» **Region labeling entries**:
-- -- --

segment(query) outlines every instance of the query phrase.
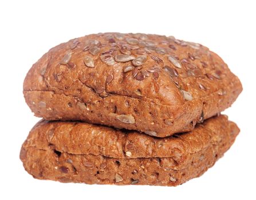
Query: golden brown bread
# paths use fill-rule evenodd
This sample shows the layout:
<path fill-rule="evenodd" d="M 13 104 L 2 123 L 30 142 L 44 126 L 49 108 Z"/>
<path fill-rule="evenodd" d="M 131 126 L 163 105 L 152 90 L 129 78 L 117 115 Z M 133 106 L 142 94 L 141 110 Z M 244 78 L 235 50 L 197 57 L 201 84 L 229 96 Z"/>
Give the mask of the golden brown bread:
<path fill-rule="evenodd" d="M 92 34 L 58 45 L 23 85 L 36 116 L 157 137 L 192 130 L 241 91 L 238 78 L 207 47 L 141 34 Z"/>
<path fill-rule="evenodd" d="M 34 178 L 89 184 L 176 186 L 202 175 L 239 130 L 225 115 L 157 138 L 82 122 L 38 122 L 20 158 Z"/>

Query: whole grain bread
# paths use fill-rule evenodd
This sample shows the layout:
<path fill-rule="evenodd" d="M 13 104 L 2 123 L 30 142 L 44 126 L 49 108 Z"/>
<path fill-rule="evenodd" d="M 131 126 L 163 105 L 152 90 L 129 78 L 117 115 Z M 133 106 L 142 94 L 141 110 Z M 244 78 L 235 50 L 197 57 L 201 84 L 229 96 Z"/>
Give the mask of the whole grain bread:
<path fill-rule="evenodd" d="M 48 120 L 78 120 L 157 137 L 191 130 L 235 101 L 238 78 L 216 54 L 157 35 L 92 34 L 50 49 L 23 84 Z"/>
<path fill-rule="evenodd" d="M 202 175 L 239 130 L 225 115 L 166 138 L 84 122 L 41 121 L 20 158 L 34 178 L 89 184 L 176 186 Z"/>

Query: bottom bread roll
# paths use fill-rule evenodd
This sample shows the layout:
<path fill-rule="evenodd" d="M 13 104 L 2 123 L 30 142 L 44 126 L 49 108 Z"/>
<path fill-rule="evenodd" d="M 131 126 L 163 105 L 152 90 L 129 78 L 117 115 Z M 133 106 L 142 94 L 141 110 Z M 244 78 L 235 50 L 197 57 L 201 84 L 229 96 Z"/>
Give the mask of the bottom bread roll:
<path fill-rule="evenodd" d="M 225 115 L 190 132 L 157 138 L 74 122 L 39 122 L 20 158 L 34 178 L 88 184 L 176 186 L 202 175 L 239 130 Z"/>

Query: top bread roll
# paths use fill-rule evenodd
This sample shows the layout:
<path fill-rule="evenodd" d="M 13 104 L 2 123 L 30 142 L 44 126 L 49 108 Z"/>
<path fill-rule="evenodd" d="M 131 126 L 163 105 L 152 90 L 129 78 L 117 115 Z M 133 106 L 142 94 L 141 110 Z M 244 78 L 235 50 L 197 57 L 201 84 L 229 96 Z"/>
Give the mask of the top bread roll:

-- -- --

» **Aim**:
Rewrite the records above as a numbered list with one line per item, and drop the blank lines. Leave the pictures out of the list.

» **Task response**:
1. segment(query) outlines every instance of the query phrase.
2. Query: golden brown bread
3. # paths use fill-rule evenodd
4. This sample shows the layout:
5. <path fill-rule="evenodd" d="M 13 104 L 2 123 L 30 142 L 44 126 L 49 108 Z"/>
6. <path fill-rule="evenodd" d="M 131 126 L 163 105 L 152 90 L 129 78 L 117 115 Z M 133 106 L 142 94 L 141 110 Z M 244 78 L 235 50 L 197 57 L 201 84 L 229 96 Z"/>
7. Give the mask of the golden brown bread:
8. <path fill-rule="evenodd" d="M 92 34 L 58 45 L 23 85 L 36 116 L 157 137 L 192 130 L 241 91 L 238 78 L 207 47 L 141 34 Z"/>
9. <path fill-rule="evenodd" d="M 34 178 L 89 184 L 176 186 L 202 175 L 239 130 L 225 115 L 157 138 L 82 122 L 38 122 L 20 158 Z"/>
10. Query: whole grain bread
11. # paths use fill-rule evenodd
12. This sample shows the layout:
13. <path fill-rule="evenodd" d="M 13 104 L 2 123 L 30 142 L 44 126 L 49 108 Z"/>
14. <path fill-rule="evenodd" d="M 131 126 L 163 105 L 152 90 L 129 78 L 117 115 Z M 133 106 L 142 94 L 141 110 Z M 244 78 L 235 50 L 197 57 L 201 84 L 229 96 Z"/>
15. Give the mask of the whole grain bread:
16. <path fill-rule="evenodd" d="M 48 120 L 78 120 L 157 137 L 191 130 L 235 101 L 238 78 L 216 54 L 157 35 L 92 34 L 50 49 L 23 84 Z"/>
17. <path fill-rule="evenodd" d="M 202 175 L 239 130 L 225 115 L 166 138 L 84 122 L 41 121 L 20 158 L 34 178 L 89 184 L 176 186 Z"/>
18. Query: bottom bread roll
19. # paths use fill-rule evenodd
20. This sample shows the layout:
21. <path fill-rule="evenodd" d="M 13 104 L 2 123 L 30 142 L 44 126 L 49 108 Z"/>
22. <path fill-rule="evenodd" d="M 131 126 L 163 105 L 152 90 L 129 78 L 117 115 Z M 133 106 L 142 94 L 141 110 Z M 244 78 L 235 50 L 197 57 L 201 84 L 229 96 Z"/>
23. Give the mask of the bottom bread roll:
24. <path fill-rule="evenodd" d="M 225 115 L 190 132 L 157 138 L 74 122 L 39 122 L 20 158 L 34 178 L 88 184 L 176 186 L 202 175 L 239 130 Z"/>
25. Query: top bread roll
26. # paths use fill-rule evenodd
27. This sample shows the layout:
28. <path fill-rule="evenodd" d="M 13 104 L 2 123 L 30 142 L 44 126 L 49 108 Z"/>
29. <path fill-rule="evenodd" d="M 131 126 L 163 105 L 152 90 L 129 78 L 117 115 Z M 133 106 L 142 94 L 141 110 Z M 244 78 L 235 50 L 197 57 L 201 84 L 229 96 Z"/>
30. Give the mask of the top bread roll:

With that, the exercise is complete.